Problem to work on> Output all of the entries exactly as written.

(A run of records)
————————

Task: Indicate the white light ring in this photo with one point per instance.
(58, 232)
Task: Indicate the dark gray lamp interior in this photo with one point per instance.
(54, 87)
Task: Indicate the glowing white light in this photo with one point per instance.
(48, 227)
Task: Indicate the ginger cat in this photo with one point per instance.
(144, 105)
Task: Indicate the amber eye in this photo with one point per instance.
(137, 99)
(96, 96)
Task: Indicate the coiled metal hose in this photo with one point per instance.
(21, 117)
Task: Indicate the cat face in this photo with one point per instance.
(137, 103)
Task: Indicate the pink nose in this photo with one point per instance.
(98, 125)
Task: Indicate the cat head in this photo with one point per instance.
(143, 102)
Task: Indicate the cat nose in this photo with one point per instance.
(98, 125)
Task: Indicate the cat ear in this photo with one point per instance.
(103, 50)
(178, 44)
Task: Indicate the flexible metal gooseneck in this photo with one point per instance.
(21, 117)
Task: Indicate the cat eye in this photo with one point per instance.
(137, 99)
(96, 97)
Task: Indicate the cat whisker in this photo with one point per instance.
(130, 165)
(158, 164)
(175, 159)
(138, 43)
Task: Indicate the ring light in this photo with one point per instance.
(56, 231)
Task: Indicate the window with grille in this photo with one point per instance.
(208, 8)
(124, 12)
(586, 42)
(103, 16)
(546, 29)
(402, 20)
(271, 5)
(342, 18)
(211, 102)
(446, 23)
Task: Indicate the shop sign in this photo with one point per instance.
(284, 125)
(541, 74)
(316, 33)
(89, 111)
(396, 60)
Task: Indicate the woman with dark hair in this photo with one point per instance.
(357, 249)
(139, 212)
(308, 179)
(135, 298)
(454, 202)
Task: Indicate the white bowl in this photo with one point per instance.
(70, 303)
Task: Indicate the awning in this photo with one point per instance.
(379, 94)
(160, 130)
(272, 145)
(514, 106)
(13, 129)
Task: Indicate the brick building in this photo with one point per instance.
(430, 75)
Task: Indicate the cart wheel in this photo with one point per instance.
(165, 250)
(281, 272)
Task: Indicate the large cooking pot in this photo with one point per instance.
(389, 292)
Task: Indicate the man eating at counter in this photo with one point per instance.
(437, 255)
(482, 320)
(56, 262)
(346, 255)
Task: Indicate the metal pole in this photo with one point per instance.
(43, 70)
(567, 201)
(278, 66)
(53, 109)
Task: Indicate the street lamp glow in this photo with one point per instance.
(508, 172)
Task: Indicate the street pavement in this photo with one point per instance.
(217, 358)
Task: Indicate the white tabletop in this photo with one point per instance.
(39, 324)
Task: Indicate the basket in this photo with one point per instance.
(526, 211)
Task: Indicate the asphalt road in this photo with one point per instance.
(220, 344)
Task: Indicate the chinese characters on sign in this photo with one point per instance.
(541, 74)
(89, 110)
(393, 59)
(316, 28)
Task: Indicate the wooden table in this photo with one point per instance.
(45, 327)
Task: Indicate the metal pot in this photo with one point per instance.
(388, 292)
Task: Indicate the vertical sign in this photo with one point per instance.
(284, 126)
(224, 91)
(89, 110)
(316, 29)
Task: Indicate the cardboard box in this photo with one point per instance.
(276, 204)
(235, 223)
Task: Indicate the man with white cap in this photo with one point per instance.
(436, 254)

————————

Final result>
Task: Indicate the white light ring in this photo with one point per instance.
(58, 232)
Task: Indicate the dark gray lamp interior in this photo with one point per instance.
(54, 87)
Task: Indicate the glowing white light in this photo with one point per instance.
(48, 227)
Task: Indicate the ginger cat in this photo with one point per instance.
(144, 105)
Task: Indicate the amber eye in this photo with one point per instance.
(137, 99)
(96, 96)
Task: Indicate the coiled metal hose in this photo with one point per instance.
(21, 117)
Task: Indicate the cat face in this photo with one point per instance.
(137, 103)
Task: Indicate the pink nose in this photo with one point per instance.
(98, 125)
Task: Indicate the cat head in this photo with one point per instance.
(143, 102)
Task: Indicate the cat nose in this photo with one point per instance.
(98, 125)
Task: Indicate the cat ear in this photo with one point per instance.
(103, 50)
(178, 44)
Task: Indicate the flexible metal gooseneck in this photo with one point per instance.
(21, 117)
Task: Indicate the cat eye in this photo with one point per instance.
(137, 99)
(96, 97)
Task: Indicate the cat whisker in this photo with one point per instance.
(130, 165)
(158, 164)
(175, 159)
(138, 43)
Task: Indicate the ring light in this photo with one point per instance.
(56, 231)
Task: Indicate the window with grille in this photo with one point per instance.
(208, 8)
(124, 12)
(586, 42)
(103, 16)
(546, 29)
(402, 20)
(271, 5)
(342, 18)
(211, 102)
(446, 23)
Task: Indicate the shop sign in this photo with one point per instance.
(284, 125)
(541, 74)
(316, 33)
(89, 111)
(396, 60)
Task: Indicate the woman with dark hair in this photo with one point per instance.
(357, 249)
(139, 212)
(308, 179)
(135, 298)
(454, 202)
Task: Indicate the white bowl in this photo with one point per instance.
(70, 303)
Task: Indicate the awning in this photo with one point per instance.
(379, 94)
(160, 130)
(272, 145)
(514, 106)
(13, 129)
Task: Indicate the brick building in this photo with one point per instance.
(430, 75)
Task: Indicate the cart wheel in this photo with one point per instance.
(165, 250)
(281, 272)
Task: Indicate the large cooking pot in this photo with one point per instance.
(389, 292)
Task: Indicate the man eating at counter in this photo with one point per instance.
(437, 255)
(482, 320)
(56, 262)
(346, 255)
Task: Indicate the metal pole in this photo with one point per instance.
(43, 70)
(567, 201)
(278, 66)
(53, 109)
Task: Indicate the street lamp glow in this photo with one point per instance.
(508, 172)
Task: Indicate the street pavement in this photo with one point per instance.
(217, 358)
Task: Indicate the white tabletop in this photo with one point per instance.
(39, 324)
Task: Indicate the basket in this photo with one point per instance.
(526, 211)
Task: Indicate the asphalt road in this photo with one point per instance.
(220, 344)
Task: Indicate the chinese characters on sign in this photo with one point per instance.
(541, 74)
(89, 110)
(393, 59)
(316, 28)
Task: Indicate the wooden table in this photo with one point per instance.
(45, 327)
Task: Indicate the metal pot in this photo with one point per instance.
(388, 292)
Task: Indicate the vertical sign in this photo with one point per instance.
(284, 126)
(224, 91)
(89, 110)
(316, 29)
Task: Indicate the cardboard box in this photo with one point per instance.
(276, 204)
(235, 223)
Task: Indicate the man with white cap in this photo with one point per instance.
(436, 254)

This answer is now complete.